==== SOURCE TEXT ====

Second in importance to fish are the various varieties of edible shellfish and other soft bodied inhabitants of the sea—mussels and clams and sea urchins, sea cucumbers, and octopuses. The flesh of the octopus or “devil-fish,” though not an important article of food, was considered quite a dainty, and feasts were often given in which it figured as a special feature, like crab apples or like the apples or oranges of present-day feasts. Far more important than these mushy foods, though probably subsidiary, on the whole, to salmon and other fish, was the flesh of sea mammals—the humpbacked whale, the California whale, the sea otter, the sea lion, and, most important of all, the hair seal.

Tom has harpooned his fill of seals in the course of his life and, like most other Nootka men of the last generation, has done a considerable amount of commercial sealing for white firms in Behring Sea. He has caught a few sea otters, which are now all but extinct, but no sea lions or whales, though he claims to have the hereditary privilege to hunt these animals, and to possess the indispensable magical knowledge without which their quest is believed by the Nootka to be doomed to failure.

==== DATASET EXTRACT ====

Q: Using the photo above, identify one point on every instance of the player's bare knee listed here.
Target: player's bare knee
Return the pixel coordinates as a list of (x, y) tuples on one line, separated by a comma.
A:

====

• _GIVEN TASK A_
Using the passage on Nootka food and hunting, answer these:
(i) Which sea mammal does it call the most important of all?
(ii) Where did Tom do commercial sealing for white firms?
(iii) What other name does it give the octopus?
• _GIVEN TASK B_
Pick up the passage on Nootka food and hunting at the point where it ends, and keep writing.
The lines are separate material with no connection to the passage on Nootka food and hunting.

• _EXERCISE ANSWER A_
(i) The hair seal.
(ii) In Behring Sea.
(iii) "Devil-fish."

• _EXERCISE ANSWER B_
Boiled whale and seal meat were highly prized and there was no more joyous event to break the monotony of tribal life than the towing to shore of a harpooned whale, or the drifting to shore of a whale carcass. In either case the flensing knives were quickly got ready, the carcass cut up, and feasts held in the village. Tom remembers how excitedly—he was then but a boy of ten or so—he once reported the appearance of a drifting whale carcass a quarter-mile from shore, how the whole village rushed into its canoes, and how they laboriously floated it on to the sandy beach, with their stout lanyards of cedar rope wound with nettle-fiber. The whale was cut up carefully, under the direction of a “measurer” into its traditionally determined portions, which were then distributed, according to hereditary right, to those entitled to receive them. Tom himself got the meat about the navel as a reward for his find. There was an unusual amount of whale oil tried out that time, and the fires at the feasts leaped higher than ever as the oil was thrown upon them, lighting up in lurid flashes the house posts carved into the likenesses of legendary ancestors.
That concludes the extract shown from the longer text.